== TASK STATEMENT ==
This exercise asks for the entries to be repeated exactly, without their images.

== PROVIDED RECORDS ==
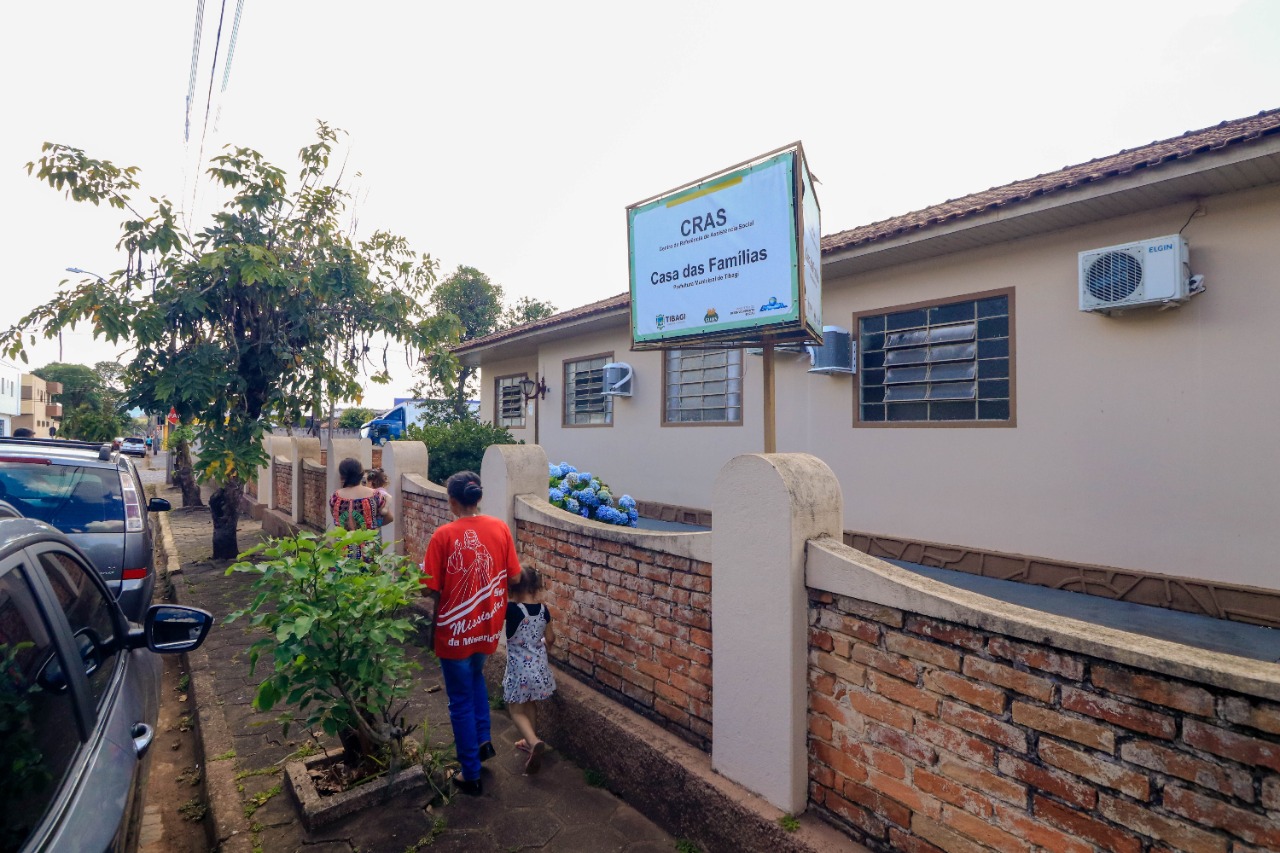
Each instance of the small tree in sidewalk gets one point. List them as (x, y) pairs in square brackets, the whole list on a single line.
[(336, 626), (178, 443)]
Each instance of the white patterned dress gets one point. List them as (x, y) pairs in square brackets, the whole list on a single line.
[(529, 675)]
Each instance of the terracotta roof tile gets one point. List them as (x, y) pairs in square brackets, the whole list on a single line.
[(603, 306), (1127, 162)]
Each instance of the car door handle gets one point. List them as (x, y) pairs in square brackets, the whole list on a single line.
[(142, 737)]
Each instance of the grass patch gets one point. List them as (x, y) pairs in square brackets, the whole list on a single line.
[(260, 771), (260, 799), (193, 810)]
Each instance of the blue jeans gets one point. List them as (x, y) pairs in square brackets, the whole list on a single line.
[(469, 708)]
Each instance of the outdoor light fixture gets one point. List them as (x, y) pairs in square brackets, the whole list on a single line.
[(531, 388)]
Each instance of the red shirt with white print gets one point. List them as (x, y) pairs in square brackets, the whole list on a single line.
[(469, 562)]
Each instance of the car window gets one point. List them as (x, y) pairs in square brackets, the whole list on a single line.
[(88, 614), (39, 733), (73, 498)]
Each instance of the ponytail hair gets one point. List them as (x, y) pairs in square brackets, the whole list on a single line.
[(465, 488)]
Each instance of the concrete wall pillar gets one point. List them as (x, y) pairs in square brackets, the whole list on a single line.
[(266, 475), (508, 471), (398, 460), (301, 448), (339, 448), (764, 509)]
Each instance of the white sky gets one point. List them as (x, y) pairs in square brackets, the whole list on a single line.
[(511, 136)]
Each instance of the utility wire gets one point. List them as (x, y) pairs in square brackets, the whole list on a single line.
[(209, 100), (195, 60), (227, 65)]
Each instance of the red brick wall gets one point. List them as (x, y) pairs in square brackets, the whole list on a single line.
[(315, 498), (420, 514), (927, 735), (636, 623), (282, 478)]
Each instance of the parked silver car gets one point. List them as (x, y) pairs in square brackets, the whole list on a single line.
[(94, 496), (80, 692)]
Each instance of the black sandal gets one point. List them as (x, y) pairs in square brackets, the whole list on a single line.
[(469, 787)]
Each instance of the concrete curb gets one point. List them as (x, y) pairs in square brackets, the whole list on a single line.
[(232, 831)]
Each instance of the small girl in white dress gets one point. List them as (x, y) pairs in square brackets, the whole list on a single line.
[(529, 675)]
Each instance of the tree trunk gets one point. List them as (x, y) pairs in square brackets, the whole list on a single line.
[(184, 477), (224, 507)]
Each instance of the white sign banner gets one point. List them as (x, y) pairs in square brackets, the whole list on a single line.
[(717, 258)]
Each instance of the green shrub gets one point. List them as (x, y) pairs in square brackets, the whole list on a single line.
[(336, 625), (457, 446)]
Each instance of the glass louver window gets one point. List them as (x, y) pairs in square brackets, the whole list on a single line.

== RESULT ==
Each instance of the small tree in sidewalk gets one point. List them as (x, y) pairs in square brackets, the whole list on a single line.
[(336, 626), (178, 443)]
Each instance of the white patterned dress gets one point. List them as (x, y) pairs in square brackets, the whole list on a single line.
[(529, 675)]
Each instance of the terracotta roof tile gets one point. List them as (x, y) pairs in square brackets, the whole list on a single line.
[(603, 306), (1127, 162)]
Each instance of the car door handle gets one point. List them as (x, y) pairs in square brackets, the whole list on a single line.
[(142, 737)]
Each instance of the grass patch gets one point. List them as (x, y) pairs in square brackets, the whole list on a single line.
[(260, 771), (260, 799), (193, 810)]
Each instance of the blue jeans gets one point. List them as (x, y) pairs in square brackets, the whole list on a single line.
[(469, 708)]
Each instance of the outdoor light fixture gets one point. List them as (x, y) pairs in square brackets, the whole list on a single line.
[(531, 388)]
Each instance of the red shirt with white print gets one point. List them as (x, y) pairs in square brackets, the whole list on a single line.
[(469, 562)]
Each instance of the car window gets one point. List them as (x, y) pairs in square brackets, the whole list on a single line.
[(88, 614), (39, 733), (73, 498)]
Each instance of the ponytail hair gets one point. List them as (x, y) pairs in square brackets, the whole list on a single line.
[(465, 488)]
Each instance of the concrete wall pillar gets one point. List them as (x, y) pairs in square brackets, the whole list on a single line.
[(266, 475), (508, 471), (398, 460), (301, 448), (339, 448), (764, 509)]
Each instance of the white sky gets one point. List them as (x, y) pairs in square brackets, the whole list on a single line.
[(511, 136)]
Each instance of the utility wire gets one point. List them as (x, y) pairs in square brackets, the whole list on a single line.
[(209, 100), (195, 60), (227, 65)]
Each instance of the red brick wall gets one point. List them as (x, y) pairs in square brackets, the whole list on a single line.
[(315, 498), (420, 514), (927, 735), (636, 623), (282, 478)]
Each instance of the parked silver car gets one point. List them as (x, y) pairs in square brackets, the whole list on a single line.
[(94, 496), (80, 692)]
Each instance of the black sandal gets one point. List them as (x, y) pairs in square brackets, the whole list on a single line.
[(469, 787)]
Each instance of the concrete curb gets one point. List them as (x, y) pairs in square brackets, the whole list on a single line.
[(232, 831)]
Each instance of the small girl in white dress gets one point. List them as (x, y) pairs in square brackets, the whole list on a single line.
[(529, 675)]
Each instance of the tree trunk gets one point. List them as (x, y) pairs in square brackets, the whole list on a single line.
[(184, 477), (224, 507)]
Each instance of the white sign banner gets one point. List them as (x, y) pairs in square brackets, the whole list on a single line.
[(717, 258)]
Each instance of the green shrub gets one point. List them as (x, y) pairs in square brackets, the whole list on a single line.
[(336, 625), (457, 446)]
Each instance of the glass louver window gets one point. List them as (x, y) pairs in square brackets, the whole list on a single line.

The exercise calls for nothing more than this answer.